ACTIVITY = Copy out the data that follows exactly, leaving out no line.

STUDY MATERIAL =
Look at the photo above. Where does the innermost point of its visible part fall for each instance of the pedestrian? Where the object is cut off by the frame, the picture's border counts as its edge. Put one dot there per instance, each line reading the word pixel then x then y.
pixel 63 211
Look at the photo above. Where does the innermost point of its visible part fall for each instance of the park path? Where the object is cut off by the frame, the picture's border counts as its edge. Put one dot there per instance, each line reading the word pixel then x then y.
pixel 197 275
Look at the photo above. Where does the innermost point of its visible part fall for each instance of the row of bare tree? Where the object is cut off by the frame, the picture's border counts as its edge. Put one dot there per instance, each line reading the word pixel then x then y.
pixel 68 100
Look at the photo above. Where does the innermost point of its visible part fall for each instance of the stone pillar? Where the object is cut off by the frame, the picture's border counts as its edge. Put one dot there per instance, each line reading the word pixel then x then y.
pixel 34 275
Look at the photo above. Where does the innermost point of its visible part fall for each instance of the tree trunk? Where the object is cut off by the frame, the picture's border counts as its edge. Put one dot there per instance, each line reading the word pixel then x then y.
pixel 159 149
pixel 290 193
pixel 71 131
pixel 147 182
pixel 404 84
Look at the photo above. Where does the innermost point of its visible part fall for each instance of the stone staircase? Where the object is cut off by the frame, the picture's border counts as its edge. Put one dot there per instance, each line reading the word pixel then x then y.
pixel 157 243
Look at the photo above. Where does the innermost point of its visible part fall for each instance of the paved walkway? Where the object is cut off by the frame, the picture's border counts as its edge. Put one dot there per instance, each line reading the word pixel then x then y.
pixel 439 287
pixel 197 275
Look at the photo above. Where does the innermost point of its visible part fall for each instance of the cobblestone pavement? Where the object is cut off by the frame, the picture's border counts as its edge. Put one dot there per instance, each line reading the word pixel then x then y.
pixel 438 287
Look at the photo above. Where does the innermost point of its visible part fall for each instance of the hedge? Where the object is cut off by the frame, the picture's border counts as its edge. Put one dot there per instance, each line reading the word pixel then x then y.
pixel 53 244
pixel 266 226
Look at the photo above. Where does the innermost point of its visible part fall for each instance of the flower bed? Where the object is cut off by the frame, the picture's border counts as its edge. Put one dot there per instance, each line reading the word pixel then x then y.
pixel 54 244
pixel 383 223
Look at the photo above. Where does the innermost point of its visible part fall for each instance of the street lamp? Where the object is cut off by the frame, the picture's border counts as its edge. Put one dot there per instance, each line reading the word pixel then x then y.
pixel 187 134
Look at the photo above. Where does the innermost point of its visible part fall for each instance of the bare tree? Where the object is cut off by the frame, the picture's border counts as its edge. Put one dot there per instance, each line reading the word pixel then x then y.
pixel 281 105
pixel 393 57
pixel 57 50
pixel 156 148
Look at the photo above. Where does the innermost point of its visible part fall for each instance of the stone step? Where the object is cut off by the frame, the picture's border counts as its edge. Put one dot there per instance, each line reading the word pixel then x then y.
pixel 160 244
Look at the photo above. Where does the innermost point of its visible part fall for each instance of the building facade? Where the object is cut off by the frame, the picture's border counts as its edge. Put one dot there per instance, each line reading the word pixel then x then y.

TASK SOLUTION =
Look at the photo above. Where does the innermost point of its visible part fall for each instance of the pedestrian? Where the object is cut off by the frame, the picture's border counts as its edge. Put one dot there per instance, each line reading the word pixel then x then y.
pixel 63 211
Look at the photo above. Where does the innermost point of its visible part fall for each instance of the park path? Where the object is cut off by the frame, the picture's border counts as its edge. Put one dot there per instance, each line reading the word pixel then x then y.
pixel 197 275
Look at the photo above. Where does the innermost point of its visible part fall for each instance of the row of bare tree? Where the object is cut off by the frame, the picture's border counts as its edge. Put one dot there per instance, each line reading the word pixel then x then y.
pixel 68 100
Look at the photo above. Where does the innermost point of its visible part fall for each instance of the stone pillar? Where the object is cut off by the frame, the picture's border counts as its edge. Put one dot there per instance, each line reading the word pixel then x then y.
pixel 34 275
Look at the photo above. Where does the innermost point of its visible part fall for each instance of the tree trunk? Where the object is cut off by the frame, the picture's border counts as its edge. Put one dot there per instance, each line reading the word pixel then x then y.
pixel 159 149
pixel 290 193
pixel 71 131
pixel 147 182
pixel 404 84
Look at the photo above. Where does the innermost point of its visible part fall for each instance of the stone staircase? Where the object is cut off by the frame, the picture's border counts as its edge. Put one dot there per instance, each line reading the word pixel then x then y.
pixel 157 243
Look at the photo above. Where does the innermost point of its visible part fall for each instance of the paved walkway? Where the object is cut off by the frame, the picture's border counts as its edge. Put one dot there per instance, each line reading the word pixel then x then y.
pixel 439 287
pixel 197 275
Look at the photo above. Where does the innermost point of its visible part fall for each instance of the cobblestone pavement? Where the object is cut off by the frame, the picture's border counts as its edge. Put one dot there per instance, each line reading the word pixel then x then y.
pixel 438 287
Look at the photo above. Where does the innermost point of its visible part fall for each instance of the hedge? Where the object is cut off by the frame, the picture's border counts as its edge. Put one dot there per instance, each line reading the word pixel then x then y.
pixel 53 244
pixel 266 226
Look at the photo above. Where does the innermost point of its visible part fall for each instance of the flower bed? Where the object is cut off by the frame, the picture's border counts as its edge. Put one dot there per instance, each line reading the word pixel then x then y.
pixel 54 244
pixel 383 223
Look at the photo above. Where does the innermost point of its visible part fall for each instance of the street lamp? Where the object is cut off by the frame, the picture's border counts as its edge. Put one dot there per instance, each line reading the word pixel then x then y.
pixel 187 134
Look at the photo above. Where does the innermost point of its visible part fall for each instance of the bare tree? Where the object is cut off by the frame, the picture's border counts as its edge. Put one dot there per instance, each line reading the word pixel then x then y.
pixel 281 105
pixel 393 57
pixel 57 50
pixel 156 148
Look at the photo above. Where does the innermost point of its visible part fall for each instance of the stone step? Where the object is cut off by the frame, the picture's border counts as its edge. Put one dot there per instance, each line reading the word pixel then x then y.
pixel 160 244
Look at the photo above. Where does the innermost point of its visible part fall for each instance of the building facade? Where the object is cut off by the frame, the picture's border counts as its edge. Put one dot there per instance, each line reading the word pixel then x then y.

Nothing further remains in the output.